### Data for review ###
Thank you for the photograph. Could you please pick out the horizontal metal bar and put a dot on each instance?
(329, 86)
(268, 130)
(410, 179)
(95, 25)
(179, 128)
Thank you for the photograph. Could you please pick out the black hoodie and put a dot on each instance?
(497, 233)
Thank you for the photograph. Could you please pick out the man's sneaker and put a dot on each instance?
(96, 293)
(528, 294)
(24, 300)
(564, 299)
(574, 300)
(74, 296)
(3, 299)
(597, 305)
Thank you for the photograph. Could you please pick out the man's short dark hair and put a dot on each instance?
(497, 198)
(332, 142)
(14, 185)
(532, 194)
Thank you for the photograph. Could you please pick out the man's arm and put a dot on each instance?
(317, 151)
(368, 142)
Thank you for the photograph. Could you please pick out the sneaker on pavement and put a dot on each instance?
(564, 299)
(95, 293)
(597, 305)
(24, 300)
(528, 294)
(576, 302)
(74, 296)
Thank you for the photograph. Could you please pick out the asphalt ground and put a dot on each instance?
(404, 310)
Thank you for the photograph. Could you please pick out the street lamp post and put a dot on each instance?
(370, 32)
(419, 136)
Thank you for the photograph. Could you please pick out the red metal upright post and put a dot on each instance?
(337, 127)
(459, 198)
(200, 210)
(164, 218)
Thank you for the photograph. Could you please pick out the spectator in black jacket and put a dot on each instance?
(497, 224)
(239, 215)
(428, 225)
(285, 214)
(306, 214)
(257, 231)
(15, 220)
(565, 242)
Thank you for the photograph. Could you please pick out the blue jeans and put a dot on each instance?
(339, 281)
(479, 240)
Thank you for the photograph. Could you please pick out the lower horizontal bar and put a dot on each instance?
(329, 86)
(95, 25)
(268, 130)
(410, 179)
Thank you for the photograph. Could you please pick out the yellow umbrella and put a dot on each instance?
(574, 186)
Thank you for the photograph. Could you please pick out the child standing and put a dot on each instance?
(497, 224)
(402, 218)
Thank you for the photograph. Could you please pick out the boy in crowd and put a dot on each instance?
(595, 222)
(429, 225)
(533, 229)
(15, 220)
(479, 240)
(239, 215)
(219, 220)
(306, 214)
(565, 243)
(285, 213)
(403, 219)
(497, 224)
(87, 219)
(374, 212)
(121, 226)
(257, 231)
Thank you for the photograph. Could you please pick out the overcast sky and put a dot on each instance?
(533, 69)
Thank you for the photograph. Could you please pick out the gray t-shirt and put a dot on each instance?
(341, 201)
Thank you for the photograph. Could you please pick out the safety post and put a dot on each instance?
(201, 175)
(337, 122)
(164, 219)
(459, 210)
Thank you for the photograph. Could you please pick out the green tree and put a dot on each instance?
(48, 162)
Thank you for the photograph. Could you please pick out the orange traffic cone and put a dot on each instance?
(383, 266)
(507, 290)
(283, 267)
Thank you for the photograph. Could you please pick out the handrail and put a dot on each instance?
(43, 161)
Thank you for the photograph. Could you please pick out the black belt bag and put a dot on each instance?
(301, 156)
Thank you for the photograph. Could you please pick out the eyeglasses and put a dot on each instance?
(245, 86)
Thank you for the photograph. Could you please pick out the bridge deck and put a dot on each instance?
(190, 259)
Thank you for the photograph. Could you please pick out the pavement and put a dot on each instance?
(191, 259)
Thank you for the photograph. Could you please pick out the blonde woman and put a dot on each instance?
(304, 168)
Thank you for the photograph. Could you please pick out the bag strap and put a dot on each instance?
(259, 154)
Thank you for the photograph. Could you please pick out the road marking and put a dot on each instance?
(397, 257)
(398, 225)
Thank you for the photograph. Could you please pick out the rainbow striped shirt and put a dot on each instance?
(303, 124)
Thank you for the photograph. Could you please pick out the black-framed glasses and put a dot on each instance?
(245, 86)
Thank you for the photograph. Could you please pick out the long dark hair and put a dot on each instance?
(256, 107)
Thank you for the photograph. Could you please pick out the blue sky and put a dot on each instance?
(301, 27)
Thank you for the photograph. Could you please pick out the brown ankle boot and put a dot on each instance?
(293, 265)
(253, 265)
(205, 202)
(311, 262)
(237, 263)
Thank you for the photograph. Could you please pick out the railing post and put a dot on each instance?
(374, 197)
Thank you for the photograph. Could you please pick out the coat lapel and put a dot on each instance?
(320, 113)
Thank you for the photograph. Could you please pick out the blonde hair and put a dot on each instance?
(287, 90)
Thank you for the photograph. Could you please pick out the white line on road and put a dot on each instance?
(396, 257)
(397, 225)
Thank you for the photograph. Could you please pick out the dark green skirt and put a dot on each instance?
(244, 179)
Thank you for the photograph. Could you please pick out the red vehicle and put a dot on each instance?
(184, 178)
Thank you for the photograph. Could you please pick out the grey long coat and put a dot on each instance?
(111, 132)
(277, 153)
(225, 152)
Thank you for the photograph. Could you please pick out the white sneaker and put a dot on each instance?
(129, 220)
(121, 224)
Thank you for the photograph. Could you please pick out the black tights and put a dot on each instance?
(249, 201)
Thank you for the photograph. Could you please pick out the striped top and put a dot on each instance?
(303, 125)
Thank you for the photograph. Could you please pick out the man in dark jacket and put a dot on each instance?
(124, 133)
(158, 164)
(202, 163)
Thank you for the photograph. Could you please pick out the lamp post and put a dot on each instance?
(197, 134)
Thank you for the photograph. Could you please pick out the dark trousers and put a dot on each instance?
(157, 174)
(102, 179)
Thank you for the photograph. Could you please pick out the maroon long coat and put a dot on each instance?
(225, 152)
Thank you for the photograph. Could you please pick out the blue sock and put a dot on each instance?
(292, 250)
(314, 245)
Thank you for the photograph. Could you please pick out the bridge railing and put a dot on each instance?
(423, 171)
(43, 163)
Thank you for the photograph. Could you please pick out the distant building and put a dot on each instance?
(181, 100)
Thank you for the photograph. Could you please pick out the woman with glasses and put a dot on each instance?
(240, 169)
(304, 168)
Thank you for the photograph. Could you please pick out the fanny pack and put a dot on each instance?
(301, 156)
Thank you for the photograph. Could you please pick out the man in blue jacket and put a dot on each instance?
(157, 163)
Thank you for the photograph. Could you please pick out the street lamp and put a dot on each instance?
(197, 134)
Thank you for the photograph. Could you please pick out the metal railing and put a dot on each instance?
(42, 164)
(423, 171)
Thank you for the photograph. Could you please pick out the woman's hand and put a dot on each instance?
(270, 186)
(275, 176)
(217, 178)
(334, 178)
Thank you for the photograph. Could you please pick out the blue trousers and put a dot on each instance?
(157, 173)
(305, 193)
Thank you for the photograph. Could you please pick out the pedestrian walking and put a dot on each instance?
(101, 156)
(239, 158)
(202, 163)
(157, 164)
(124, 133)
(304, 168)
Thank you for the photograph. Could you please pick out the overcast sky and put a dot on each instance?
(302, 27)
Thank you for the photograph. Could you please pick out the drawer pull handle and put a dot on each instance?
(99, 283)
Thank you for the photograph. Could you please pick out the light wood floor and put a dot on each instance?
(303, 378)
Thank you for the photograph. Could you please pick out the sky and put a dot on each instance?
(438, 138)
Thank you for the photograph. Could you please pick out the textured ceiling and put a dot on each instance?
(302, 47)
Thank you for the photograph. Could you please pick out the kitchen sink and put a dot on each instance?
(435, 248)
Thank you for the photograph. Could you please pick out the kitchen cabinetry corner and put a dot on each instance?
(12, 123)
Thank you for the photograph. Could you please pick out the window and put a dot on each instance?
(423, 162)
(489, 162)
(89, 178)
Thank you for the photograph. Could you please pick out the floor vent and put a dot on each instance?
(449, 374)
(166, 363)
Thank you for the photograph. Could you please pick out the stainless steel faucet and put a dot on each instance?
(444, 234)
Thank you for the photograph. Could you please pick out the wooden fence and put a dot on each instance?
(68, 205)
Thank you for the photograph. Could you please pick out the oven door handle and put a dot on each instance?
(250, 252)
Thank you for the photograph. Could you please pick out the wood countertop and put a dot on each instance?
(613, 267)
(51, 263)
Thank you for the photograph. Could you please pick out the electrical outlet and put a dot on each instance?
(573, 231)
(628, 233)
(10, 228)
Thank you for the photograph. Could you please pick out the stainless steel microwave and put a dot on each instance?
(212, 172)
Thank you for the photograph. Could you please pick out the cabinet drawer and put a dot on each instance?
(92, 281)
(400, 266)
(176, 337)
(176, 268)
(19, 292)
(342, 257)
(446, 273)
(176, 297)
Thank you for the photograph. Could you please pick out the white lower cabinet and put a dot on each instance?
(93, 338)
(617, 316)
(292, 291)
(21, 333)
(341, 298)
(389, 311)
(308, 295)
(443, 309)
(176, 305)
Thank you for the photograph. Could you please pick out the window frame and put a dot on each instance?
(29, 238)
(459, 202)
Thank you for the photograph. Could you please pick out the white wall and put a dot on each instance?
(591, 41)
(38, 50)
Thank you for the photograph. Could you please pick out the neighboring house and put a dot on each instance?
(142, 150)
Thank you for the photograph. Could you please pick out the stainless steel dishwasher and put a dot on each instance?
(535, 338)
###
Problem details: In the records above, return only the line that contains "outlet and put a dot on each instance?" and every line after it through the last, exactly as they appear.

Exercise output:
Thank you for the photograph. Could you please pick out the electrical outlet and put a dot on each instance?
(573, 231)
(628, 233)
(10, 228)
Thank you for the photograph. Could you please pick out the stainless steel microwave and put a dot on each instance?
(212, 172)
Thank you for the photograph. Could you please pick out the cabinet drawer and put a dot on each instance?
(92, 281)
(400, 266)
(176, 337)
(176, 268)
(19, 292)
(342, 257)
(446, 273)
(176, 297)
Thank you for the photograph. Could you please pick out the white lower cabinet and put a dot on each instance?
(93, 338)
(617, 316)
(292, 291)
(21, 333)
(341, 298)
(389, 311)
(308, 295)
(443, 309)
(176, 305)
Thank you for the photograph. Could you please pick out the window frame and put a dot on each instance?
(29, 238)
(459, 202)
Thank you for the photograph. Could you please pick out the white wall and put a dot on each instance?
(591, 41)
(38, 50)
Thank you for the photograph. Could you please pick out the neighboring house and put a dot on each instance?
(142, 150)
Thank you for the photograph. Could you please pick out the stainless steel dishwasher and put a dot on each instance?
(535, 338)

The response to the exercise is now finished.